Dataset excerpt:
——
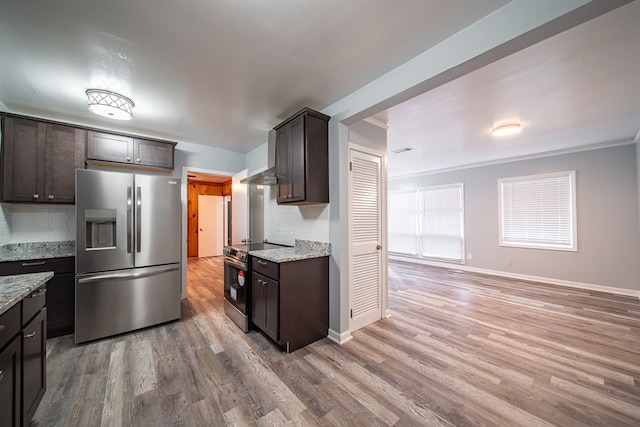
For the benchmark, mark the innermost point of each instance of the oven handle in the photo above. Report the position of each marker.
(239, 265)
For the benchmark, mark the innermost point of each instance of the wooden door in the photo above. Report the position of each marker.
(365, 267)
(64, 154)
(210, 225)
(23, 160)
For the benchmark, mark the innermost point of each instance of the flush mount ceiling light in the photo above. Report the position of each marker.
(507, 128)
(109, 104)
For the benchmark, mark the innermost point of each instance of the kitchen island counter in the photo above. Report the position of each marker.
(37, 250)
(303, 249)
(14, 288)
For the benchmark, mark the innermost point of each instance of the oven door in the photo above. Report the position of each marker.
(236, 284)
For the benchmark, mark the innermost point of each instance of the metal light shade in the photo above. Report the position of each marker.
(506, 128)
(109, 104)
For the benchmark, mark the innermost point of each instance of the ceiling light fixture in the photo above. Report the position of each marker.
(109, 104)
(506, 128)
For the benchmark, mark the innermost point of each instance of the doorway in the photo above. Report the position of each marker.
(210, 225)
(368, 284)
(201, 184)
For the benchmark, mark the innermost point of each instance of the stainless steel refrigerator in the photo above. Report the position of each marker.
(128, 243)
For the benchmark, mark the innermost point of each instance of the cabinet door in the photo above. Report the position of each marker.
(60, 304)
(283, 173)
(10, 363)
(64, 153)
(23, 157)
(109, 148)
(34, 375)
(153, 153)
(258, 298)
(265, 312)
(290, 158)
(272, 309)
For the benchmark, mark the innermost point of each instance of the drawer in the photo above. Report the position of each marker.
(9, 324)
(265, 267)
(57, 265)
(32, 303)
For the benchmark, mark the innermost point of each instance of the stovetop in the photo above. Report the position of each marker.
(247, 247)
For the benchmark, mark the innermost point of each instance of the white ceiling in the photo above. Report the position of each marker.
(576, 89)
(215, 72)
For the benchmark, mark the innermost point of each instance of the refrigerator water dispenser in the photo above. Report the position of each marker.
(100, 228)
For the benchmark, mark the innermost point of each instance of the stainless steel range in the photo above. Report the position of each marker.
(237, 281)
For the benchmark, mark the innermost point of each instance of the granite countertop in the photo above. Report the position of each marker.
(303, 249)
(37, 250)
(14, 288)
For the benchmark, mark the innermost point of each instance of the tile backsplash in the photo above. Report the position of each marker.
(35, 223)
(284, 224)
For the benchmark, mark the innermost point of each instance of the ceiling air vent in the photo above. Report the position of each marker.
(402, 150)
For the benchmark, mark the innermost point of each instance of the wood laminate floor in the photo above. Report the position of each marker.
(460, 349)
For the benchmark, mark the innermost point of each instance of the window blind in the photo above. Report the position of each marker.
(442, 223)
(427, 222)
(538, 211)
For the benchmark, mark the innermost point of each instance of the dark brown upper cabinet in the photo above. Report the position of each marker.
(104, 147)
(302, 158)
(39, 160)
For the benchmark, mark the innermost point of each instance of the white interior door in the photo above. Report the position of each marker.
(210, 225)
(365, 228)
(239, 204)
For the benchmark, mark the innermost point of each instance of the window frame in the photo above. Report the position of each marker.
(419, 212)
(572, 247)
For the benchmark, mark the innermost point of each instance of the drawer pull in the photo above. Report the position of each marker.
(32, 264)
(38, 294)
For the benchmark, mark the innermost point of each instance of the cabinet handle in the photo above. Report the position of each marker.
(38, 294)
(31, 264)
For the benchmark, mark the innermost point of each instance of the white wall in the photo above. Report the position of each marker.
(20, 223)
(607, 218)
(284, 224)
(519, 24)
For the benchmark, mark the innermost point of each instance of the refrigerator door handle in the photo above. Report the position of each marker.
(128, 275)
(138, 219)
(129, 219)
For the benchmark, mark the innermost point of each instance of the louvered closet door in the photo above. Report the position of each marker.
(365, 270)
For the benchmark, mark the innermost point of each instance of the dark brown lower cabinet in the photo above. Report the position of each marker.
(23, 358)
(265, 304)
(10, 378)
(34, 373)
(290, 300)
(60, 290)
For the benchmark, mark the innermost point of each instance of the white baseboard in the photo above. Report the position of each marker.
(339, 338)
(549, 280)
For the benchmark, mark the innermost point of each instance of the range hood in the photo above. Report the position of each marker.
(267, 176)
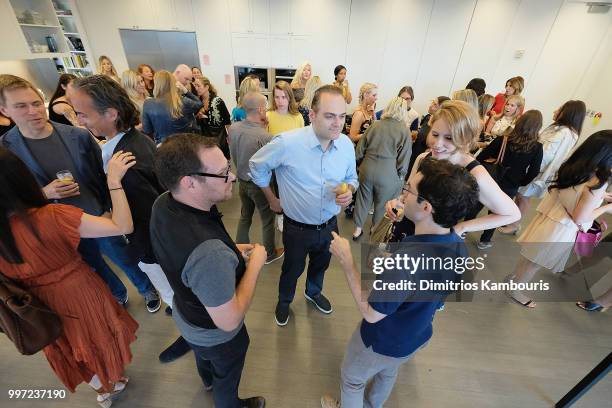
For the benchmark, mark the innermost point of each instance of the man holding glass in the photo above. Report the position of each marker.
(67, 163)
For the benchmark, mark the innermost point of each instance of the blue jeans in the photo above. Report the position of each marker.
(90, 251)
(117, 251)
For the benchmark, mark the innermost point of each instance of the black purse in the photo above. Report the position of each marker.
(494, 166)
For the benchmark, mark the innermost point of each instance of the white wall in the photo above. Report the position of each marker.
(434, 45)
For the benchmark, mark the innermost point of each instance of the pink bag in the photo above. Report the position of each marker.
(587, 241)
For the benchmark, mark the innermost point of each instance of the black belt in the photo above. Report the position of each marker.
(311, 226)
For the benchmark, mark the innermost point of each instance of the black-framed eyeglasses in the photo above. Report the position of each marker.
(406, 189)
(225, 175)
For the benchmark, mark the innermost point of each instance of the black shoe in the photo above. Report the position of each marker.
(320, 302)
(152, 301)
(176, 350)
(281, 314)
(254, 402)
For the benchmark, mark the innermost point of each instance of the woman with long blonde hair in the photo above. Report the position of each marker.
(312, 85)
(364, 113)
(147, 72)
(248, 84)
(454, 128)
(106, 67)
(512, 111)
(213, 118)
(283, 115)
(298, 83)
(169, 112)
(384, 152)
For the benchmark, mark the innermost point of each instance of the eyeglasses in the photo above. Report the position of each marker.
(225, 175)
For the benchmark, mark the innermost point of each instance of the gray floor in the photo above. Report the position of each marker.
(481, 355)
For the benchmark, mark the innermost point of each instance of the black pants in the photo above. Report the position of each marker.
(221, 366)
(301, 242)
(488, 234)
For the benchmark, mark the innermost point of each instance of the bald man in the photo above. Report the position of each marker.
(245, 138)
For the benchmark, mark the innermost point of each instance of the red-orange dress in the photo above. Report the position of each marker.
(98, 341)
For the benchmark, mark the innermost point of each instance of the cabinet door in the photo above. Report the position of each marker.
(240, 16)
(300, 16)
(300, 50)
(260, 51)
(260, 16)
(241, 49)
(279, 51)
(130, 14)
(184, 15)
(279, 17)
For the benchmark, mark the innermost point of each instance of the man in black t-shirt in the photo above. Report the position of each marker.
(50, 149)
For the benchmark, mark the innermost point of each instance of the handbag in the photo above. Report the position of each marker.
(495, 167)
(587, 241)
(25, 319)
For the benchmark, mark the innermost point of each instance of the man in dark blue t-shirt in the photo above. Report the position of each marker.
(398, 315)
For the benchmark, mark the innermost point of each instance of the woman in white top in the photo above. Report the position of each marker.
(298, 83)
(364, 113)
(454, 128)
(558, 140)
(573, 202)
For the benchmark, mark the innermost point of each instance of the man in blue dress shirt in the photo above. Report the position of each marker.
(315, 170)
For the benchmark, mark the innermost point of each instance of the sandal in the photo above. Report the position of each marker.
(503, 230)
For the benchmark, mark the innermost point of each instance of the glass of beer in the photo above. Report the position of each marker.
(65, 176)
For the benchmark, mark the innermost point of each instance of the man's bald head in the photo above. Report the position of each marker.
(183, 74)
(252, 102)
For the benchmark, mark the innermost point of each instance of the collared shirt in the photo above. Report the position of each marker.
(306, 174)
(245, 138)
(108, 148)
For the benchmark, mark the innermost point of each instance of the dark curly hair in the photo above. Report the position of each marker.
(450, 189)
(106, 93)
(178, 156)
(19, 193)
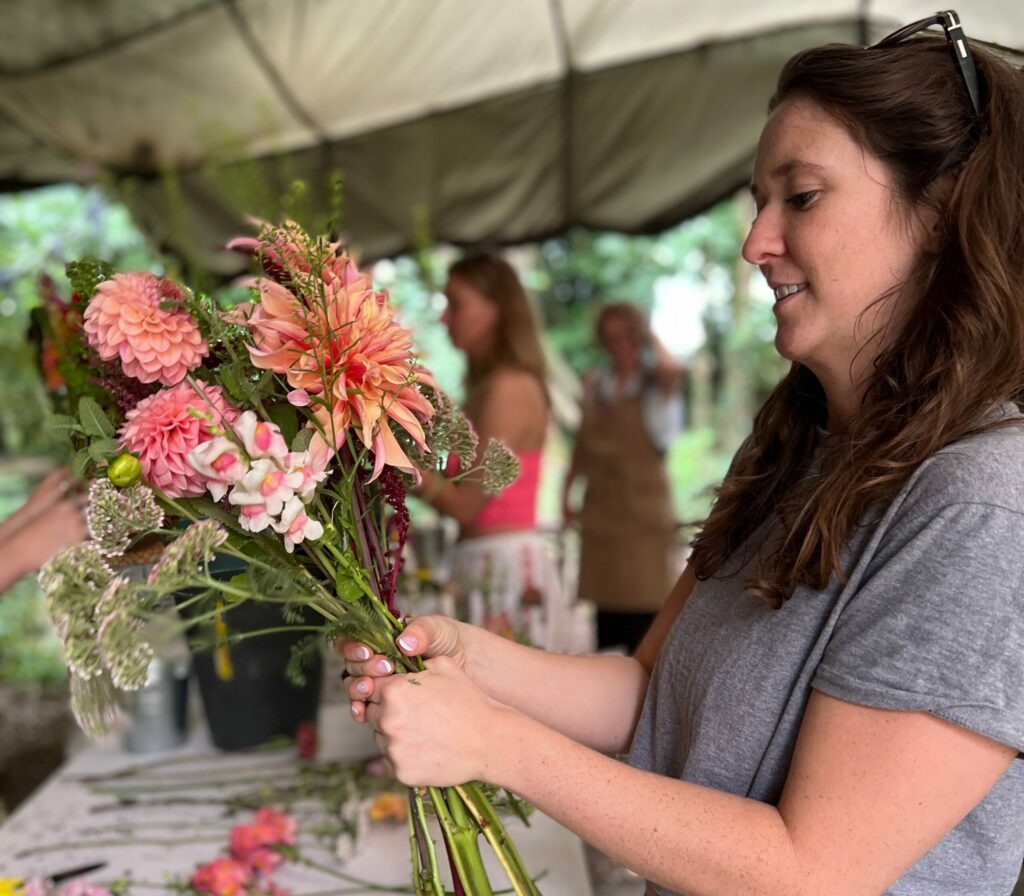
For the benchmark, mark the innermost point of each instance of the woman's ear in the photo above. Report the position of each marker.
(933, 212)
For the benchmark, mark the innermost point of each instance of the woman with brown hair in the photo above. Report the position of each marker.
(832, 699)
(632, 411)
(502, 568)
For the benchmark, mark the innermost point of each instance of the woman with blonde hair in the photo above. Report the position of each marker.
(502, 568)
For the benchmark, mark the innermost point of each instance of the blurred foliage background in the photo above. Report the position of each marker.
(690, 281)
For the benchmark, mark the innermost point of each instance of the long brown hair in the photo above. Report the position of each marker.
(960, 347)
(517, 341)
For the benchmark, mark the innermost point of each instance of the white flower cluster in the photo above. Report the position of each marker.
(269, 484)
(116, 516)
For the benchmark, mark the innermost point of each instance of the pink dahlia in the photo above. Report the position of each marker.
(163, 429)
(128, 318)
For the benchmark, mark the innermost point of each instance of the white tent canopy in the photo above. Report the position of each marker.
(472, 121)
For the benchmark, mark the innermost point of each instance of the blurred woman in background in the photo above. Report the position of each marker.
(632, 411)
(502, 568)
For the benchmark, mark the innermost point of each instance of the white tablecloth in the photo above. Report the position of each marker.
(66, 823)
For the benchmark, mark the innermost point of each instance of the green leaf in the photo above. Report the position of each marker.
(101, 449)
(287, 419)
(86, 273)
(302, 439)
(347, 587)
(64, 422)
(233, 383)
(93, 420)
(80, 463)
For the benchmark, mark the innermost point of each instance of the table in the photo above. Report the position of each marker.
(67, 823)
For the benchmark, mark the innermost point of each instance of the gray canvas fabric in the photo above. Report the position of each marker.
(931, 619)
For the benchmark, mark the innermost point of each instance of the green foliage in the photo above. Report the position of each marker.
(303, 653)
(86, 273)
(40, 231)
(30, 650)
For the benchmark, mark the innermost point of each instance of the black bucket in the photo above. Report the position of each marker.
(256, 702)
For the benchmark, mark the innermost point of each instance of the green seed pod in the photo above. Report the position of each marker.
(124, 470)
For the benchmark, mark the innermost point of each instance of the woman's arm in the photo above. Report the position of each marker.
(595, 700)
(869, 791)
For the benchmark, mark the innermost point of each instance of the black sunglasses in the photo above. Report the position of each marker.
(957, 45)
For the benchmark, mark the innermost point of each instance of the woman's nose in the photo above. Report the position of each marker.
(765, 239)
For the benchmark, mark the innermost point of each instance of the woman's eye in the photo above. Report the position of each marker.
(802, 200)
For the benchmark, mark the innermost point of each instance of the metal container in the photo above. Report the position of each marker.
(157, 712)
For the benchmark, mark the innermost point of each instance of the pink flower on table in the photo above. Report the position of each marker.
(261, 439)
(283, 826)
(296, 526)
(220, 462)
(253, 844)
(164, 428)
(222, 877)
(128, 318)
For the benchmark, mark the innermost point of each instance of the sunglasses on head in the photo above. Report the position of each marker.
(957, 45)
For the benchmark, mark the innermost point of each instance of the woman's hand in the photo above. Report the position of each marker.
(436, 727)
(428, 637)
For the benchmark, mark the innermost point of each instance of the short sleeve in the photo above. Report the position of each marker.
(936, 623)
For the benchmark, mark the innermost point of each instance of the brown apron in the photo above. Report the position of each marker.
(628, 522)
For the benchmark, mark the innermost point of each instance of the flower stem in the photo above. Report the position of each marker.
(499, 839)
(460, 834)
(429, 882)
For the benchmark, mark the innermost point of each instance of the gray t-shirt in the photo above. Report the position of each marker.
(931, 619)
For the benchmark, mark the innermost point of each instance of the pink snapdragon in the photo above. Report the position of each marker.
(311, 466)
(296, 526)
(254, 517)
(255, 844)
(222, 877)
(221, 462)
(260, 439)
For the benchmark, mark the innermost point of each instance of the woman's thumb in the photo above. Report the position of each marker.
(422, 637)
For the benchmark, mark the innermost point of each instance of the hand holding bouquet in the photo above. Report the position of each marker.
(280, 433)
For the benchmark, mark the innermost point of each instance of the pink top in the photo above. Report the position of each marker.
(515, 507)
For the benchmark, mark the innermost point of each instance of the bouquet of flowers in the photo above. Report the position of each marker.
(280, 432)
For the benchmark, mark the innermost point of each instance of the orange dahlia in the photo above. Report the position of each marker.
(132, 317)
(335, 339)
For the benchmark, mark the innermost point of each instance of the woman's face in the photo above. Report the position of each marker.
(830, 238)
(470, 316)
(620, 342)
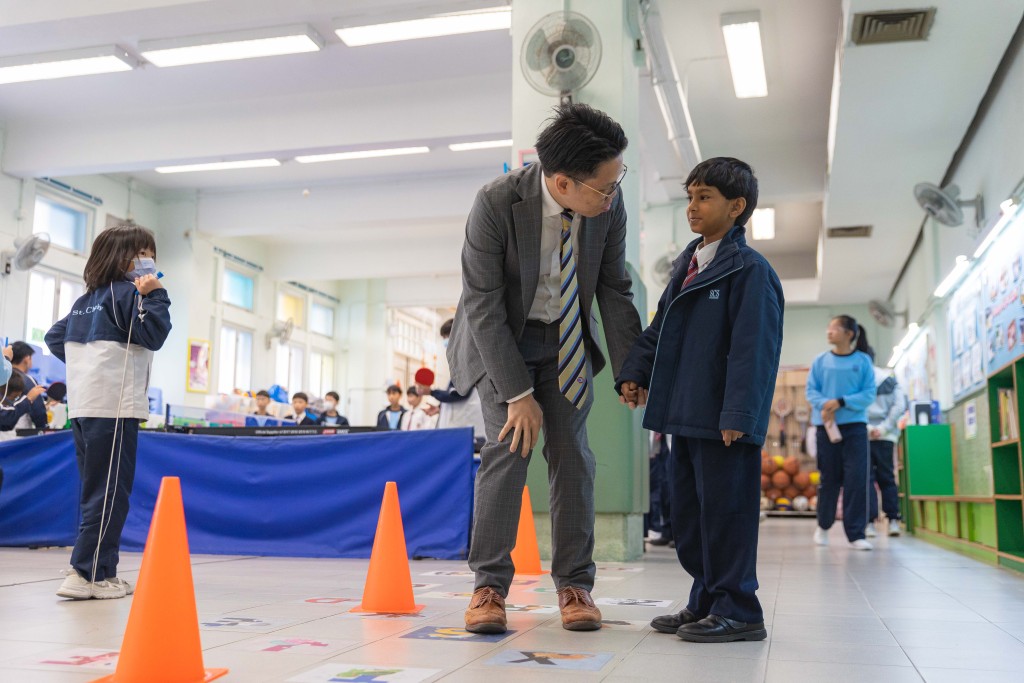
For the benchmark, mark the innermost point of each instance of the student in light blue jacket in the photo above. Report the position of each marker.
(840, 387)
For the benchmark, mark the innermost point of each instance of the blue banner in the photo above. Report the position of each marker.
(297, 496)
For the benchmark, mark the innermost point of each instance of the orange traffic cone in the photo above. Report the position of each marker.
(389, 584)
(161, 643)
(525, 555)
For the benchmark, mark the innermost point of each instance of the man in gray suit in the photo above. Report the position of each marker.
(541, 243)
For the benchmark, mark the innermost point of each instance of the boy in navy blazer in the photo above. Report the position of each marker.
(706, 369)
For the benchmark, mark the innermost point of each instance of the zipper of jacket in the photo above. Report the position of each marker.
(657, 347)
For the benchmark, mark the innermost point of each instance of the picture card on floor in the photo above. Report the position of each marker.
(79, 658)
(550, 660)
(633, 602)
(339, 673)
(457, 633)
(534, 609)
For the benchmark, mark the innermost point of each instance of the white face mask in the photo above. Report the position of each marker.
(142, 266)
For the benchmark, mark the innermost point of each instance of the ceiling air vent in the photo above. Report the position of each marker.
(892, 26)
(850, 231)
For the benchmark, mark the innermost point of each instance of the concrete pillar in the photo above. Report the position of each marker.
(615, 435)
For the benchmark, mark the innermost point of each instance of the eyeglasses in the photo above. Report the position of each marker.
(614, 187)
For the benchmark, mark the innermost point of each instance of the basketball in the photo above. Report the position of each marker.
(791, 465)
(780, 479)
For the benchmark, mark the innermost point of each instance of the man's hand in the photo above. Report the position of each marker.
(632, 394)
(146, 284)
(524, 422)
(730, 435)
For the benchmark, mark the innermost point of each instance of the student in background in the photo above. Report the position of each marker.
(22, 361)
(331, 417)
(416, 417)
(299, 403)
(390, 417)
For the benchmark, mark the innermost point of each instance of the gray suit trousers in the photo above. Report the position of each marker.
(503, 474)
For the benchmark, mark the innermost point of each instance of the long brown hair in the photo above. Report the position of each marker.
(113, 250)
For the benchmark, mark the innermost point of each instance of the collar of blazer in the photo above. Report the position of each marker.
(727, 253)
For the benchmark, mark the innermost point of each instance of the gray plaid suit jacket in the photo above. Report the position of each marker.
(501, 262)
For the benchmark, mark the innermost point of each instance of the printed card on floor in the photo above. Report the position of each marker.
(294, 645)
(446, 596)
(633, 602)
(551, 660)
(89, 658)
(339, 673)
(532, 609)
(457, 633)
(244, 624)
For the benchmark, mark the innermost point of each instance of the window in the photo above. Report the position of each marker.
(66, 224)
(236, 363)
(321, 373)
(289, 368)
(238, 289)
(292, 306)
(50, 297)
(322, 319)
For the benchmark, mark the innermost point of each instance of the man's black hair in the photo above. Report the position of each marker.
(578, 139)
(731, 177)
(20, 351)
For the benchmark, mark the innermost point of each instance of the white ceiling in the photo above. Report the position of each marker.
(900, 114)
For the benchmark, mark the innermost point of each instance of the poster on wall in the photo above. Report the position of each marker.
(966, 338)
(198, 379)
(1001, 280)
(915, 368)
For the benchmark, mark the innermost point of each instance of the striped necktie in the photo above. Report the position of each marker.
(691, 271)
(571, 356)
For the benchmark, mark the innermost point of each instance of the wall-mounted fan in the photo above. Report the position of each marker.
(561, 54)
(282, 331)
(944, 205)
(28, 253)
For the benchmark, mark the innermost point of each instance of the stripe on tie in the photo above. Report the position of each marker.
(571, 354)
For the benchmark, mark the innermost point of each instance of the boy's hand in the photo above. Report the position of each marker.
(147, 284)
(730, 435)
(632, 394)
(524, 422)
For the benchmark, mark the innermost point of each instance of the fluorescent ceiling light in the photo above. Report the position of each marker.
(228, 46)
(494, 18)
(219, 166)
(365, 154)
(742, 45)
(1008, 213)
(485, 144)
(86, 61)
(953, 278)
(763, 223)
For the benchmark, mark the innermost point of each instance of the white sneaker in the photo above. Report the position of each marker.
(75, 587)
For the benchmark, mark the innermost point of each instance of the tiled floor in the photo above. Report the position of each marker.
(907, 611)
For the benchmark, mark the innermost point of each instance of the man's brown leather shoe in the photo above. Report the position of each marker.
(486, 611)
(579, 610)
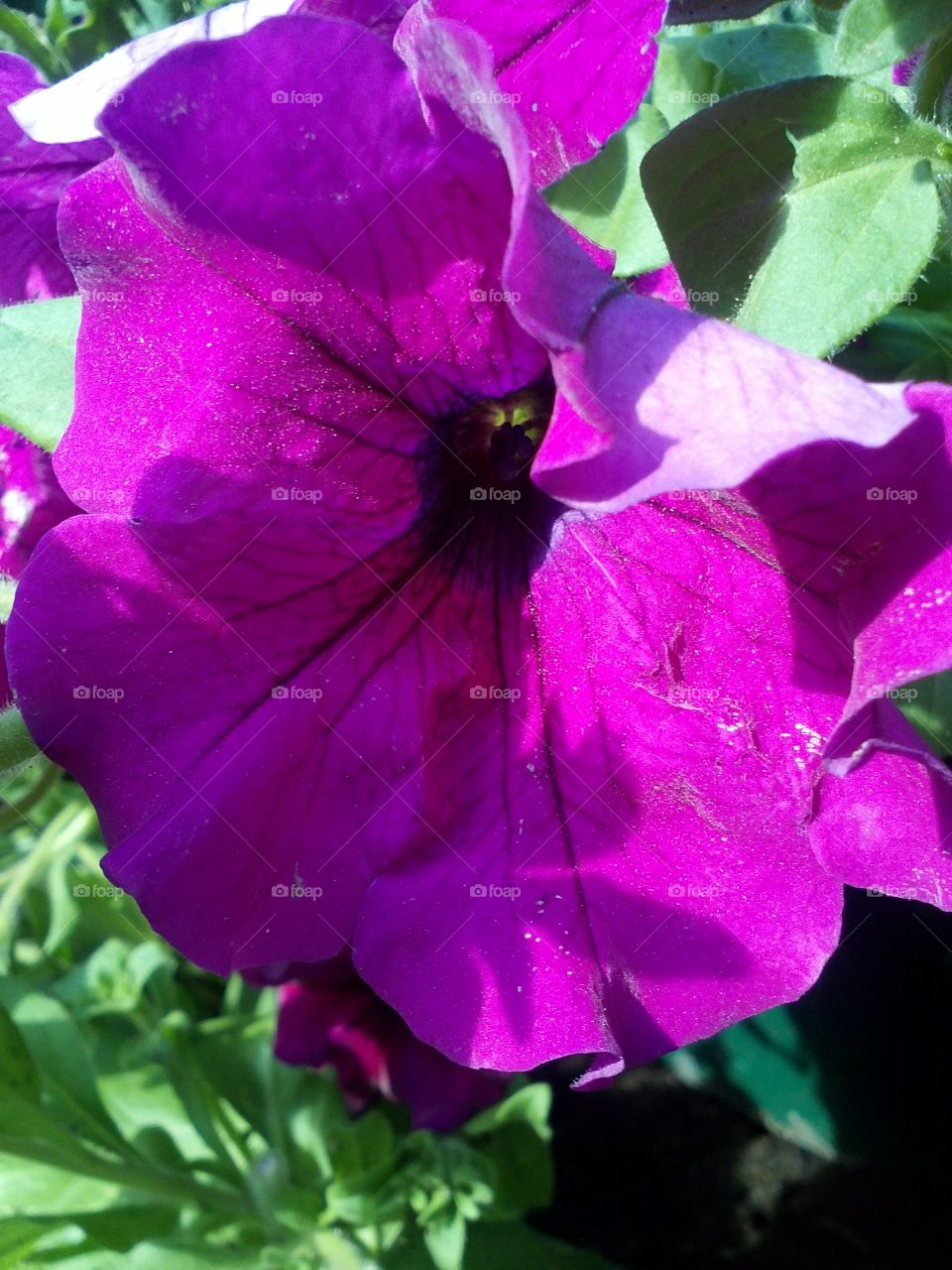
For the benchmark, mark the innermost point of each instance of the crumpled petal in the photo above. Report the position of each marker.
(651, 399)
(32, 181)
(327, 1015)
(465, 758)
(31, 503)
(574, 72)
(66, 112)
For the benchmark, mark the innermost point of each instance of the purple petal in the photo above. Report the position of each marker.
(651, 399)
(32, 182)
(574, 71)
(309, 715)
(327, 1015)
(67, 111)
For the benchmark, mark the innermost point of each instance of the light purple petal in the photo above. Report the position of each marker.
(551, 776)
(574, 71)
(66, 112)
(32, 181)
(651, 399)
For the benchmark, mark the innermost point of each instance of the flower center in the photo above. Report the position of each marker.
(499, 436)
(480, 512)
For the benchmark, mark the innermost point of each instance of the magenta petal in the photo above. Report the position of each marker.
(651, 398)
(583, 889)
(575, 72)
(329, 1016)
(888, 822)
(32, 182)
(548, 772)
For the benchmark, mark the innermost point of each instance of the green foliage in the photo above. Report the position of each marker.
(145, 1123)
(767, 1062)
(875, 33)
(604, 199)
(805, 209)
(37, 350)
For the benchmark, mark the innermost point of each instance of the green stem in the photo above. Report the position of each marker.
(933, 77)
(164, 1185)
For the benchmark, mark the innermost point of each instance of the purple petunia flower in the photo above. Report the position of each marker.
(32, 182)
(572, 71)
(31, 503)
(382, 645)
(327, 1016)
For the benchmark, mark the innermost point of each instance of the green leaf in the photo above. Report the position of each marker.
——
Restate word for word, please, the line containing "the white sneaker" and all lines after it through the end of the material; the pictures do not belong in the copy.

Written response:
For the benchmark, mark the innermost point of each instance of the white sneaker in the photo above. Report the position of each marker.
(75, 587)
For the benchmark, mark the innermost point of each instance of the tiled floor in the photo above. Report the position of each marker.
(907, 611)
For the benchmark, mark the innermost point of each instance of the man's brown leather shoe in the photo above. Report the position of each marker.
(486, 611)
(579, 610)
For the benchmark, mark the innermost point of each instance of the crumpled petal in the photo above. Report the position of each marker.
(651, 399)
(32, 181)
(327, 1015)
(465, 758)
(31, 503)
(574, 72)
(66, 112)
For the benchmark, mark the innermost point of each instance of the purple petal in the photo above. Report the position of each marker.
(651, 399)
(32, 182)
(574, 71)
(309, 715)
(327, 1015)
(67, 111)
For the benchmark, mark the innermost point of each instance of the light purple petal in the photo above. Report the position of each marker.
(551, 776)
(574, 71)
(66, 112)
(32, 181)
(651, 399)
For the benchmark, mark the innermost point of each instance of the flower center in the photo above. Report the position of each marker.
(499, 436)
(480, 512)
For the benchmark, mark the innermost point of each instance of the magenta petal in the photo above. Report the position of each marker.
(651, 398)
(583, 889)
(575, 72)
(329, 1016)
(888, 822)
(32, 182)
(548, 772)
For the benchmark, mark the innermost point of each instance of the green foliage in the photo above. Report the position of each marker.
(145, 1123)
(767, 1062)
(875, 33)
(604, 199)
(805, 209)
(37, 350)
For the benchmark, mark the innermost point of each instance of the green stem in the photo above. Report the position of each marker.
(933, 77)
(164, 1185)
For the benchmark, mark the innermost point of each instance of the purple petunia flower in the photo above. Report the position of each marker.
(32, 182)
(572, 71)
(31, 503)
(382, 645)
(327, 1016)
For the benchmark, mark the innermost point of each instance of the green leaf in the photo above. Report the position of each marker.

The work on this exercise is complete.